━━ Исходный текст ━━
Социальная нестабильность, о нарастании которой свидетельствует растущее социальное расслоение, отражаемое в частности в росте коэффициента Джини, провоцирует рост политического радикализма и эскалацию террористической деятельности, представляющей все в большей степени угрозу и населению социально и экономически благополучных стран Запада. Если растущее неравенство давало стимул экономическому росту, что соответствовало одному из основных по­стулатов неолиберальной экономической доктрины, продлив жизнь прежней модели роста на некоторое время, то мировой финансово-экономический кризис 2008 года подверг верность этого постулата глубокому сомнению. Масштабы социального расслоения, приводя к сокращению совокупного спроса, стали таковы, что, наоборот, превратились в препятствие росту экономики [см., например, 5]. При этом, есть широко признанные научные обоснования, например, в работе профессора Парижской школы экономики Т. Пикетти «Капитал в XXI веке» 2013 года [6], что рост неравенства неизбежен, так как механизм его усиления вмонтирован в социально-экономическую модель свободного рынка.
Но наиболее опасным для дальнейшего развития и даже самого существования человечества стали реальные угрозы климатических изменений. Если социальные диспропорции при наличии политической воли в мировом сообществе подлежат снижению до приемлемого уровня, то проблема климатических изменений, имея принципиально иной характер, не поддается единовременному волевому решению. Климатическая система относится к наиболее крупным экологическим системам, находящимся под влиянием многих природных процессов. Для ее возвращения в стабильное состояние требуются чрезмерные усилия в планетарном масштабе и в течение длительного периода времени, причем с неизвестным и непредсказуемым результатом. Длительное игнорирование, или даже организованная дискредитация исследований ученых и экспертов, которые, доказывая антропогенный характер этих изменений [7], предупреждали о последствиях сохранения старой модели роста, за что влиятельные скептики, определяющие политику, относили их к популистско-алармистским, уже привело к крупномасштабным последствиям. По данным Норвежского совета по делам беженцев бьются температурные рекорды, природные катастрофы лишают крыши над головой в два раза больше людей, чем в 1970-е годы. Природные аномалии за последние 15–20 лет повторялись в два раза чаще, чем в предыдущее десятилетие. Восстановительные работы обходятся в миллиарды долларов1. Согласно последнему докладу «Живая планета», измеряющему состояние «здоровья» планеты по двум основным показателям — индексу живой планеты (состоянию популяций животных, растений) и экологическому следу (понятию, отражающему потребление человечеством ресурсов биосферы), — численность популяций только позвоночных видов животных снизилась с 1970 года, причем с нарастающей скоростью, на 52%, т.е. более чем вдвое!2 Саммит ООН по климату 28 сентября 2014 года проходил на фоне «Народного климатического марша», оказавшегося самой массовой акцией в истории выступлений за здоровую окружающую среду.
━━━
━━ Строки данных ━━
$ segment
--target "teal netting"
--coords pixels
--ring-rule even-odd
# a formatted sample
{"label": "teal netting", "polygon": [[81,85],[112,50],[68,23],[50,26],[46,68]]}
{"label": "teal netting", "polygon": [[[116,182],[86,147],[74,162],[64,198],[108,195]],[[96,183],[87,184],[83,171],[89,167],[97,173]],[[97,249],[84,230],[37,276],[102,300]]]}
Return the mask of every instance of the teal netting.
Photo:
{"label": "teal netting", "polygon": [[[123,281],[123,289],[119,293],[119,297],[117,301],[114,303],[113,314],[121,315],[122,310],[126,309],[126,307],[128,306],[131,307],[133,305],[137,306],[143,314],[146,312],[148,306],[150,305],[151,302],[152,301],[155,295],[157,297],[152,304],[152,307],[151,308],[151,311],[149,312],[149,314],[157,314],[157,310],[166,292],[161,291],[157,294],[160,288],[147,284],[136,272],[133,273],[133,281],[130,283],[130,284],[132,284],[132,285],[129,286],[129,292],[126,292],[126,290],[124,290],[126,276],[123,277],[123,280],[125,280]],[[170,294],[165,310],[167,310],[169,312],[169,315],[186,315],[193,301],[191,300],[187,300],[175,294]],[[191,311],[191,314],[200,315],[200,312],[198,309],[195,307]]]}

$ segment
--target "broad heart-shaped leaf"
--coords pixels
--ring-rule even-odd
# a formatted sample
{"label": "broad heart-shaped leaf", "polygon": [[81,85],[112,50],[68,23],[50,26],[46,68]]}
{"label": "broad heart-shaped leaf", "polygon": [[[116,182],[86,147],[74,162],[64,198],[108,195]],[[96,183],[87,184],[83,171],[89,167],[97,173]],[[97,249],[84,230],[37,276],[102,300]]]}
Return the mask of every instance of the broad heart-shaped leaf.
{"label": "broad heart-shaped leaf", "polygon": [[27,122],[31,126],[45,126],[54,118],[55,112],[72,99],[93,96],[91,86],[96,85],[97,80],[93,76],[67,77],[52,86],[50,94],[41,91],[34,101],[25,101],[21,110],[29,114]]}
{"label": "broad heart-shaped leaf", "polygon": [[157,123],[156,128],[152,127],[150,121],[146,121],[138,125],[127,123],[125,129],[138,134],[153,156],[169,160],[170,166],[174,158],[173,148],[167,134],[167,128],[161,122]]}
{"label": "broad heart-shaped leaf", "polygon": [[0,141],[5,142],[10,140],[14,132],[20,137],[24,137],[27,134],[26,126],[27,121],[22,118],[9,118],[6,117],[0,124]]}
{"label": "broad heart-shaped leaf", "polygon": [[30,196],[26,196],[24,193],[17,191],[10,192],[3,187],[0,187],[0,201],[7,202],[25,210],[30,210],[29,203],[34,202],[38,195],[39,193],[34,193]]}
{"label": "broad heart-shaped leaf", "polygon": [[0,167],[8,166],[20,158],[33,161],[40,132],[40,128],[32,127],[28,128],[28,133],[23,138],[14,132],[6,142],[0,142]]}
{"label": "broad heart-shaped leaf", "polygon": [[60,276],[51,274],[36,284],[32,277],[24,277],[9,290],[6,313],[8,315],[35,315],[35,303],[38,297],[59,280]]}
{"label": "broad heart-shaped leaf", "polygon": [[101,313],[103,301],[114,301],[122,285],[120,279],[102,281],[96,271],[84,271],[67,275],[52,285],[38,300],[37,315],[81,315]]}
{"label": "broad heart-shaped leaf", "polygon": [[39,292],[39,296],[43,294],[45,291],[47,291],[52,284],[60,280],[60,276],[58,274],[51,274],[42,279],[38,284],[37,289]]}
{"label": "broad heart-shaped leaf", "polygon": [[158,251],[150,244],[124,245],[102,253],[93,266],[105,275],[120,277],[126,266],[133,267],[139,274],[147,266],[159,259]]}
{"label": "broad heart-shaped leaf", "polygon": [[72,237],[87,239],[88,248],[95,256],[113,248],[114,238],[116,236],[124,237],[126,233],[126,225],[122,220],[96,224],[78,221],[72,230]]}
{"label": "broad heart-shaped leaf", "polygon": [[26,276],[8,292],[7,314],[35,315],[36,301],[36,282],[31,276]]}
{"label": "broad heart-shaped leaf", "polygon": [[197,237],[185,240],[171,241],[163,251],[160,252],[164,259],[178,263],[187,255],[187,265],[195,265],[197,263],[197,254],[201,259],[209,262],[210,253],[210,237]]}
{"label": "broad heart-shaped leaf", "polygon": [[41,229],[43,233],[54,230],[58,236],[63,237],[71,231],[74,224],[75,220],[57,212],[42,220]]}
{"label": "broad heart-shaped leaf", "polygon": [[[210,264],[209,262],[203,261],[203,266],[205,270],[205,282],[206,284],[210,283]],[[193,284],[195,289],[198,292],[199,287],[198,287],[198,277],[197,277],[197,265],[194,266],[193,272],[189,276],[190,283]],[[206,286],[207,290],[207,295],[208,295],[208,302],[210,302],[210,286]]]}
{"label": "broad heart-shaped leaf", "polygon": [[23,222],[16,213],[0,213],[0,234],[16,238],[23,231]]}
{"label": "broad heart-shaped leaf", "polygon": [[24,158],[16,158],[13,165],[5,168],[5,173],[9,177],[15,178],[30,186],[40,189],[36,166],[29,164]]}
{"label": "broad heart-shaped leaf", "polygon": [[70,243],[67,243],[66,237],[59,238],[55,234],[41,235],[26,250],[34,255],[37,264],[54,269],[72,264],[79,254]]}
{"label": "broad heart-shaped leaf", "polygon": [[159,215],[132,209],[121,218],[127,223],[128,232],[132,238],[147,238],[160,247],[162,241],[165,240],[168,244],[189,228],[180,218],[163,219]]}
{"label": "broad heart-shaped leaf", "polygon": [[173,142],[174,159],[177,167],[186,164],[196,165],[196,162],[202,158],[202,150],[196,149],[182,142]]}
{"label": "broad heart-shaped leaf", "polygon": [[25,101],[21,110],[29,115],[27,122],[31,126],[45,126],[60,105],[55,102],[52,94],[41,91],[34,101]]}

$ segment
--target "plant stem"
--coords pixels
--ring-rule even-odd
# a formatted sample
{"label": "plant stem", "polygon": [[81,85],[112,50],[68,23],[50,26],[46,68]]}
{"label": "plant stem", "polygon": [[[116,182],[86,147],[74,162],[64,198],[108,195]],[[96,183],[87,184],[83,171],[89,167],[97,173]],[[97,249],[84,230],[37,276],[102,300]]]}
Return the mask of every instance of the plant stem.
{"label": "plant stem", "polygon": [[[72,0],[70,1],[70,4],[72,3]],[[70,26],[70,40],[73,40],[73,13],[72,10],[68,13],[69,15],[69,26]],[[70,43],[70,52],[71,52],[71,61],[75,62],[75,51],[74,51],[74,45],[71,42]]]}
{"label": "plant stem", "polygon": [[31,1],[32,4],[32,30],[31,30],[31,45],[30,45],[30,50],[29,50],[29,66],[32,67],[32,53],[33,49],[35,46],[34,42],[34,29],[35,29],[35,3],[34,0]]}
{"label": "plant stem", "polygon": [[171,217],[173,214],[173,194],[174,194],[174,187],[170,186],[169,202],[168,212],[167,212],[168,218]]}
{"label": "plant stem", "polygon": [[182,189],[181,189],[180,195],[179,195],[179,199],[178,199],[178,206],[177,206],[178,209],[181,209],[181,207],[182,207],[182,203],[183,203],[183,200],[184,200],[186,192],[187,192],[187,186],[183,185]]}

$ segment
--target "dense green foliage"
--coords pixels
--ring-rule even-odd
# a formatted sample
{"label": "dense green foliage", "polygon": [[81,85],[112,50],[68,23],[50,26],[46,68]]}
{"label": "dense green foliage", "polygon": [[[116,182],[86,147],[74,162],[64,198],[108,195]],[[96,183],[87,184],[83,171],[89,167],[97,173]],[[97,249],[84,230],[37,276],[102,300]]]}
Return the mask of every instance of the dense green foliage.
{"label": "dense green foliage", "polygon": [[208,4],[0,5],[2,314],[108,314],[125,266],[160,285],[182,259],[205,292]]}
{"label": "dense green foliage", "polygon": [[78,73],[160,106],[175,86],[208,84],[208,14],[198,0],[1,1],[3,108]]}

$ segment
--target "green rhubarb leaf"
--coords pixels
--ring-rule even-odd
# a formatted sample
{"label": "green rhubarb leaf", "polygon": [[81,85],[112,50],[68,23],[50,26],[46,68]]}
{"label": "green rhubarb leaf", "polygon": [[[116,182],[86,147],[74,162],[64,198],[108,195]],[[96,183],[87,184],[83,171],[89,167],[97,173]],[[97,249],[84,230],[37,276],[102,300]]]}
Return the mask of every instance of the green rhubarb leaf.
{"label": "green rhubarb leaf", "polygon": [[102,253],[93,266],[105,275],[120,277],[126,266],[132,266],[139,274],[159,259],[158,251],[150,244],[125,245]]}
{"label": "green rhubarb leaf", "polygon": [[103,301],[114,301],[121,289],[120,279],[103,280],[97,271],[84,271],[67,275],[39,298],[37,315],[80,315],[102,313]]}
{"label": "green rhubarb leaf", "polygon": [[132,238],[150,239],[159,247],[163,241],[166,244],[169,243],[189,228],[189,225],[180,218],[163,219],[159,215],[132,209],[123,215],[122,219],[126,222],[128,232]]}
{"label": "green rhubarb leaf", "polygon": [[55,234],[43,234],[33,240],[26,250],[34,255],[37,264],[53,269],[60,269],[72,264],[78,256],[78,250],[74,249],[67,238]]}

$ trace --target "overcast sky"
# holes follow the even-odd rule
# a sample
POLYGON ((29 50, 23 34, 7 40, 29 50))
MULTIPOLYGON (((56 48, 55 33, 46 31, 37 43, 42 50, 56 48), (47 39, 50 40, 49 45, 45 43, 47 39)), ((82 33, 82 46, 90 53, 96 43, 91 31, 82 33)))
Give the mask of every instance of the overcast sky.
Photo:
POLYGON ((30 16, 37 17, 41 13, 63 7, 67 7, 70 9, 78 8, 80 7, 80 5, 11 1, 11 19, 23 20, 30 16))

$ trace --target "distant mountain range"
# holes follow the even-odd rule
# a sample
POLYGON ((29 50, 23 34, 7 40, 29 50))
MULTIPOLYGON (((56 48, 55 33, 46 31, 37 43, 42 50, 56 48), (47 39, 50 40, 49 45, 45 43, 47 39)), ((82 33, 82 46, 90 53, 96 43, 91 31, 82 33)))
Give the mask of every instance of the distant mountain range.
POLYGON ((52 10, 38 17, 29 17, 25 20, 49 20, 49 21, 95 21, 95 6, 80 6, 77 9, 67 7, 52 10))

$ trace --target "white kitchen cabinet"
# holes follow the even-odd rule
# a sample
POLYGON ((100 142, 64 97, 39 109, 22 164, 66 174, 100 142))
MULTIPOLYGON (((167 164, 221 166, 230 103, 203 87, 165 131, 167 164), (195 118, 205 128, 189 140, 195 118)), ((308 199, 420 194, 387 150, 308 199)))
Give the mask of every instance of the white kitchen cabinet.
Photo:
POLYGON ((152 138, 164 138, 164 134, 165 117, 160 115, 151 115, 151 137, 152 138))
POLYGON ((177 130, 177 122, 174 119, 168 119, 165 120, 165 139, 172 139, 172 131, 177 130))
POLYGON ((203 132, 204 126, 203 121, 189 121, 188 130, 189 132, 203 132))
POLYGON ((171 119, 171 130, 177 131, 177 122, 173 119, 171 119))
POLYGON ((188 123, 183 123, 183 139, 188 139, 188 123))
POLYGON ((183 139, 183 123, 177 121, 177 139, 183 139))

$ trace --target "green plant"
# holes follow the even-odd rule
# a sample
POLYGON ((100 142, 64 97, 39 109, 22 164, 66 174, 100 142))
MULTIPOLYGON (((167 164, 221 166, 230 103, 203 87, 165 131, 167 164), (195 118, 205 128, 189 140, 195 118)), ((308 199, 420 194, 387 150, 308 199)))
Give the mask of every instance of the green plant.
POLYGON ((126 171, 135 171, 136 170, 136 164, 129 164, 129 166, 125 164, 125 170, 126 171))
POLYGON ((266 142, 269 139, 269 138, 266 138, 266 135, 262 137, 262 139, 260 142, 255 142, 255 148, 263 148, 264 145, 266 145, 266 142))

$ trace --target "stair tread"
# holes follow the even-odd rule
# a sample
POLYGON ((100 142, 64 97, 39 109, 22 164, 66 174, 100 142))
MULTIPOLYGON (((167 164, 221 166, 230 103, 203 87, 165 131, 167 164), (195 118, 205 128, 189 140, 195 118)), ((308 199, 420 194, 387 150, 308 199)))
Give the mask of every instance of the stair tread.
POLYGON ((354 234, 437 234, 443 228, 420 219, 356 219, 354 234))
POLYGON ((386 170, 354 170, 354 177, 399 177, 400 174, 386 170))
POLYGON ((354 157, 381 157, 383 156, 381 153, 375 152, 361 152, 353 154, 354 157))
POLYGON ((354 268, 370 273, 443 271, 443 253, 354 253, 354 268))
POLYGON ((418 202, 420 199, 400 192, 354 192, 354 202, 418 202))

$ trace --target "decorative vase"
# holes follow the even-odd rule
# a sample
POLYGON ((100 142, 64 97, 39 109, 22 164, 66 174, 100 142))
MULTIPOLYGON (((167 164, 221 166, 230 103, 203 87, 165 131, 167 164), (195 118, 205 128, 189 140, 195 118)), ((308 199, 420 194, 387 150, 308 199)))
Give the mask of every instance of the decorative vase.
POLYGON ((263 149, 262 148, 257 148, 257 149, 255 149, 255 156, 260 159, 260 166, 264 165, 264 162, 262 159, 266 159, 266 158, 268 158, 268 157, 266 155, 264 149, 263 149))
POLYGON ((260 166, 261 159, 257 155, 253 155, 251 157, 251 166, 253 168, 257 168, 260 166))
━━━
== Задание 1 ==
На сколько процентов, согласно тексту о неравенстве и климате, снизилась численность популяций позвоночных видов животных с 1970 года?
== Задание 2 ==
Определите, согласуются ли с текстом о неравенстве и климате следующие утверждения: (a) кризис 2008 года поставил под сомнение постулат о том, что растущее неравенство стимулирует экономический рост; (b) проблема климатических изменений поддается единовременному волевому решению; (c) саммит ООН по климату прошел 28 сентября 2015 года.
== Задание 3 ==
Напишите продолжение текста о неравенстве и климате, начиная сразу после его последнего предложения.

== Ответ 1 ==
На 52%.

== Ответ 2 ==
(a) Да: «мировой финансово-экономический кризис 2008 года подверг верность этого постулата глубокому сомнению».
(b) Нет: «проблема климатических изменений, имея принципиально иной характер, не поддается единовременному волевому решению».
(c) Нет: «Саммит ООН по климату 28 сентября 2014 года».

== Ответ 3 ==
Аналогично советскому руководству в преддверии краха СССР лидеры ведущих в мировой экономике стран в настоящее время проявляют косность и отсутствие понимания реальных процессов, происходящих в мире. Но если США, Европа и другие развитые страны, признавая необходимость перехода на принципы «зеленой экономики», хотя бы начинают предпринимать какие-то шаги, менять отношение и к инвестиционным процессам, понимая необходимость их регулирования, то российское правительство буквально упорствует в своей косности и в отсутствии этого понимания. Главным принципом экономической политики в представлении экономического блока Правительства РФ продолжает оставаться отсутствие ограничений на движение капитала. Экономическая политика не подвергается корректировке в связи с сигналами о растущих природных катаклизмах, в том числе на Кубани и в Ростовской области, имеющих особое значение для сельскохозяйственной безопасности страны, тем более в условиях санкций.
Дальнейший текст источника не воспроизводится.